━━━ TEXT BLOCK ━━━

Finally, as I alluded to, I just didn't think that The Green Hornet was that funny. Just as Gondry's direction seemed torn between being artsy and being standard-issue, the script felt similarly torn in different directions. Anytime that Rogen and Goldberg had to fit in the usual superhero-movie tropes, it seemed like they were very uncomfortable and the result is a lot of awkward scenes that gloss over things that seem important. I think their strength is in those little moments of random dialogue (see Superbad), but bits of clever dialogue will only get you so far in THE GREEN HORNET.
Overall, the film just felt like something of a mess. For every scene or moment that I really enjoyed, there were many more bits that just fell flat. And there was just that sense that all of this was forced - dictated by studio execs rather than creatives - that permeated the whole movie. It felt like Rogen and Goldberg and Gondry were hired guns brought in to salvage whatever scraps they could of a doomed project, but it was too little, too late. I don't blame those guys, because they are all clearly very talented individuals, and they tend to make outside-of-the-box movies that you want to root for and support. Instead I blame a movie-making system that has OCD-like symptoms where EVERY character or IP that's ever had any sort of following must be brought back to squeeze whatever cash is left out of it (and the fact that this movie was retro-converted to 3D - for no justifiable reason - further sours things). I just feel like if you're going to make a Green Hornet movie, go for broke and make the best damn Green Hornet movie that can be made. Instead, this movie just sort of depressed me, because it felt like a return to the bad old days of superhero movies.

━━━

PROBLEM SET:
(A) Answer these questions from the Green Hornet review:
(i) Whose direction does the review describe as torn between being artsy and being standard-issue?
(ii) Which film does the review cite as an example of Rogen and Goldberg's strength in random dialogue?
(iii) Into what format was the movie retro-converted?
(B) Reproduce the part of the Green Hornet review that starts at "Finally, as I" and ends at "THE GREEN HORNET.".
The records are not needed for the tasks here.

━━━ INFORMATION SUPPLIED ━━━

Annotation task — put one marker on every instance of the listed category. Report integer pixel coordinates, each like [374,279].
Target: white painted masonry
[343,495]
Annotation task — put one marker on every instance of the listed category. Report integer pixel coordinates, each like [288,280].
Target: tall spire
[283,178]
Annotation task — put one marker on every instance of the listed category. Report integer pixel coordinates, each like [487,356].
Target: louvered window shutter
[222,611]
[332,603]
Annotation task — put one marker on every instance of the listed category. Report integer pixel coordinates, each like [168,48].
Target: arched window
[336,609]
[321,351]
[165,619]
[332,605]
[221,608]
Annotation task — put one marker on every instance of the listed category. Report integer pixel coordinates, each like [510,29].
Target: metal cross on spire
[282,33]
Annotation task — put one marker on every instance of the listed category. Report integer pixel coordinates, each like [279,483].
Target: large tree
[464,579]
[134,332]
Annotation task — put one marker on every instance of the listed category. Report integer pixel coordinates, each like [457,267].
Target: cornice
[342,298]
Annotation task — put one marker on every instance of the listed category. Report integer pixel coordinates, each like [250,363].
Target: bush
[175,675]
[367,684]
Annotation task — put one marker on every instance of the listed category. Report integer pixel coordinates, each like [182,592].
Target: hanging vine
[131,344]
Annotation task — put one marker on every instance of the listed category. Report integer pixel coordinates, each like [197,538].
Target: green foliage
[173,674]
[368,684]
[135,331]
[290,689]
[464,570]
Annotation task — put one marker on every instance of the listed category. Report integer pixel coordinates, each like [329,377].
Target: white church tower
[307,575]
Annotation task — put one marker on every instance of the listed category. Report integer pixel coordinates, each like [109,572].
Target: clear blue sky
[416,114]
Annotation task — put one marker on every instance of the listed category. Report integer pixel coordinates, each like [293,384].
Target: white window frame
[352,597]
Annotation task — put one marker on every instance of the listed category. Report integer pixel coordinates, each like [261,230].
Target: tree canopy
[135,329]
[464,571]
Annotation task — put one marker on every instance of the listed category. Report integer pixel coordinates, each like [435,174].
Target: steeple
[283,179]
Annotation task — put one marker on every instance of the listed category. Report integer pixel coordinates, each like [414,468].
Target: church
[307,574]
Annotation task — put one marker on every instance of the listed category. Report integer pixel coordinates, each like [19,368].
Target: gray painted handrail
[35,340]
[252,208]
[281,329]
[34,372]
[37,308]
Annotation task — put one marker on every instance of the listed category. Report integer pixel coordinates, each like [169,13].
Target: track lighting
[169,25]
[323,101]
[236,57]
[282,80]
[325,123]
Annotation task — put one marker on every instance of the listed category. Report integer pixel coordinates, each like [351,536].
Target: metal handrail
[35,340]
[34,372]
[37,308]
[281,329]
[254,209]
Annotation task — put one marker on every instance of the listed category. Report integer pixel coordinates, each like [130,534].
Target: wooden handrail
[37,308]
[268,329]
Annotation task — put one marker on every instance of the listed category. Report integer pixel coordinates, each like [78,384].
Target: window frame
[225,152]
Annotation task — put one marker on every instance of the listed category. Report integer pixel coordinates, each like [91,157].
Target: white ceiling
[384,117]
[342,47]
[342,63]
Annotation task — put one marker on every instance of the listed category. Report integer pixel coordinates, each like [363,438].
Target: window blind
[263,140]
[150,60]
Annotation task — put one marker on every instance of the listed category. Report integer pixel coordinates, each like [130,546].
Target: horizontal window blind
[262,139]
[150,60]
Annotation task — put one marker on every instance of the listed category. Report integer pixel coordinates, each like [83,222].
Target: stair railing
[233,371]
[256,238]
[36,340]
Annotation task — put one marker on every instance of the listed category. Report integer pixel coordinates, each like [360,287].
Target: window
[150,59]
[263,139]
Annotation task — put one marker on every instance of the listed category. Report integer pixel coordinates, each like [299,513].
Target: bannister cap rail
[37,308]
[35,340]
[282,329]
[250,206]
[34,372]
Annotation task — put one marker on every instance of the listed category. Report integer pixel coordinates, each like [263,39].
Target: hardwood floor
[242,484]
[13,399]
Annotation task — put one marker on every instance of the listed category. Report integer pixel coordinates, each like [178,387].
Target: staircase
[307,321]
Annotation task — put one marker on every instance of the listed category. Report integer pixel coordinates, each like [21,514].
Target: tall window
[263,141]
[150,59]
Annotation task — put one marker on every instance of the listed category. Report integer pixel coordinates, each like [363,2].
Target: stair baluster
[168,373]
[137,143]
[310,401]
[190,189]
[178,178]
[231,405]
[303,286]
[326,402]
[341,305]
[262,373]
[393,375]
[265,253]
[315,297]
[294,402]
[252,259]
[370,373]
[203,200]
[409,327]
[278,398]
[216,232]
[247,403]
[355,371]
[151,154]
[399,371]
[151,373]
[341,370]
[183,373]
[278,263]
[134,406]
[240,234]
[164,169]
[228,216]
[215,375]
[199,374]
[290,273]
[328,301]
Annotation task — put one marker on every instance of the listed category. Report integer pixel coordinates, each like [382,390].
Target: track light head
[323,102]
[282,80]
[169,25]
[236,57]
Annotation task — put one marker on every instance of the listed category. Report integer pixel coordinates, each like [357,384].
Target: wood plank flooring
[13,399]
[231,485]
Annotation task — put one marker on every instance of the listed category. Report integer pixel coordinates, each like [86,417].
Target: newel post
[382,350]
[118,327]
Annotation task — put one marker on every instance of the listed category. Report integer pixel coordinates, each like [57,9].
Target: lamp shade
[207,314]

━━━

YOUR WRITTEN ANSWERS:
(A)
(i) Gondry's
(ii) Superbad
(iii) 3D

(B)
Finally, as I alluded to, I just didn't think that The Green Hornet was that funny. Just as Gondry's direction seemed torn between being artsy and being standard-issue, the script felt similarly torn in different directions. Anytime that Rogen and Goldberg had to fit in the usual superhero-movie tropes, it seemed like they were very uncomfortable and the result is a lot of awkward scenes that gloss over things that seem important. I think their strength is in those little moments of random dialogue (see Superbad), but bits of clever dialogue will only get you so far in THE GREEN HORNET.